What is asked
Extend the bug-report thread about the mislabeled PDF file, picking up after its last message.

Text extract
Message body not shown because it is not plain text.

Sat Aug 08 19:31:23 2020 PMPERRY [...] cpan.org - Correspondence added

I can see a major problem right away. A PDF-1.4 file should have 'startxref' pointing to the cross-reference TABLE headed by 'xref' and the starting object and length. Instead, your 'bad.pdf' startxref is pointing to an object of type XRef, which appears to be a cross-reference STREAM. The minimum PDF level for a cross-reference stream is 1.5. Any idea how a PDF with 1.5 level features was labeled as 1.4? I don't think it's going to work.

Sat Aug 08 19:47:14 2020 PMPERRY [...] cpan.org - Correspondence added

When I uncompressed the content streams, using PDFtk, it also worked with the 'open' call. I see that PDFtk gave me a proper PDF-1.4 cross-reference table structure when it created the new PDF, and this may have happened to you with qpdf.

Sun Aug 09 08:19:09 2020 chrispitude [...] gmail.com - Correspondence added

Hi Phil, Thanks for debugging the problem! Now I know the issue is with the PDF itself, not the parsing code. I'll take this up with the software vendor. And I'm going to have a closer look at PDF::Builder today - thanks for your efforts on this too! Admins, feel free to close this ticket. (I don't have permissions to do so.)

Information provided
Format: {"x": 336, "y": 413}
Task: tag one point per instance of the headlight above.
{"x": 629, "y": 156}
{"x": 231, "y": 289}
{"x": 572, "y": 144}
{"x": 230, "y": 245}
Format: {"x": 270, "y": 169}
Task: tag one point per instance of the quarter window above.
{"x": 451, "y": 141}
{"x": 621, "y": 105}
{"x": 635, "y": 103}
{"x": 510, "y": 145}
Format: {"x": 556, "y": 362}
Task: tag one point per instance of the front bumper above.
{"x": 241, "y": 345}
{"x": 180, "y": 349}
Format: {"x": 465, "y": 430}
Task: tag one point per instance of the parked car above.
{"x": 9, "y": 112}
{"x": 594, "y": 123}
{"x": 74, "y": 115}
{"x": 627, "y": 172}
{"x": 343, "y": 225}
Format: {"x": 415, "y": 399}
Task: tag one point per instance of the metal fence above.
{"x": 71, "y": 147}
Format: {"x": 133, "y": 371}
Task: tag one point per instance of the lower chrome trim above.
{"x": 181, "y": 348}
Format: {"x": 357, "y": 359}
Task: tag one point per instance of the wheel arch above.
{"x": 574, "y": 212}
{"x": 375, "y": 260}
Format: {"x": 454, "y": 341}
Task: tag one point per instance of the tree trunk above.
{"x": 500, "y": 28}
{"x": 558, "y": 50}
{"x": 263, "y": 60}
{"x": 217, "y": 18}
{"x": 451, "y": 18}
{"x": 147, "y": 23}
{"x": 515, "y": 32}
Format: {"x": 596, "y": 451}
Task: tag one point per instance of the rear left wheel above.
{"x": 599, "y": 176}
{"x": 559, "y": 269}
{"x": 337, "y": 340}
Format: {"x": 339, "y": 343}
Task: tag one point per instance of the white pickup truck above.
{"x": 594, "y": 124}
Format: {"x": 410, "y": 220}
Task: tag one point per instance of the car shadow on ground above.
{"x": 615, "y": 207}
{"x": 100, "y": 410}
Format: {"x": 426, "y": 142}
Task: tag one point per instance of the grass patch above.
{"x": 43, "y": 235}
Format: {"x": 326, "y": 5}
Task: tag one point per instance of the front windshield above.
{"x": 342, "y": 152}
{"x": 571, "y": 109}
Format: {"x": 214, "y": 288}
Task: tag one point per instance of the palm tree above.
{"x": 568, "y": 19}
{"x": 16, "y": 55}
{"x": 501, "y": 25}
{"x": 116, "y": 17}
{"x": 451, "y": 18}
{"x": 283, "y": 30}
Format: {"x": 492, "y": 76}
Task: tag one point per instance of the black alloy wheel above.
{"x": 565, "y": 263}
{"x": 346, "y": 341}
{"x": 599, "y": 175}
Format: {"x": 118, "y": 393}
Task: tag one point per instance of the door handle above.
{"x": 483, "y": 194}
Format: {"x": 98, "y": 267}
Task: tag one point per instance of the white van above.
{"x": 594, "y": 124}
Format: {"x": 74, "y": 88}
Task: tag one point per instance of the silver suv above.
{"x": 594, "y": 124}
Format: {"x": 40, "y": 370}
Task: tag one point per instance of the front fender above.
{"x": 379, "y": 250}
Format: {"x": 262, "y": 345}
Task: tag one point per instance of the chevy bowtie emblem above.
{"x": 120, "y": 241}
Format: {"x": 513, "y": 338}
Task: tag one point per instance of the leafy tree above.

Result for this task
Sun Aug 09 10:08:17 2020 PMPERRY [...] cpan.org - Correspondence added

Chris, I can't guarantee that is the problem, but using a cross-reference stream in a PDF-1.4 document looks very suspicious to me. Certainly you should take it up with the vendor and see if they have an explanation for that (and why they feel it's OK to do). Please get back to us with whatever you find. Since you opened this ticket by mail, I'm not sure you can close it yourself. If you can't, only Steve (the owner) can. If you have any issues with PDF::Builder, please use its GitHub issues area to discuss them. Please don't clutter up PDF::API2's CPAN RT area with other products' issues.

Mon Aug 10 07:01:01 2020 futuramedium [...] yandex.ru - Correspondence added

Show quoted text

> Now I know the issue is with the PDF > itself, not the parsing code.

Actually, it is the issue with parsing code, a bug in PDF::API2. In this line: https://metacpan.org/release/PDF-API2/source/lib/PDF/API2/Basic/PDF/File.pm#L1146 the template should be 'Q>'. Moreover, limiting possible widths to 1,2,3,4,8 bytes in enclosing subroutine is arbitrary, but (1) at least there's provision to die noisily; (2) possibility of necessity of any value above 4 is extremely low. There's probably not much need to re-write the sub except the '>' insertion, but there's PDF::Tiny, CAM::PDF source for inspiration, if you decide otherwise. + The guys who use 8 bytes to encode offsets in their PDF lib are lazy indeed. The version in header is overridden by document catalogue entry, so it doesn't matter.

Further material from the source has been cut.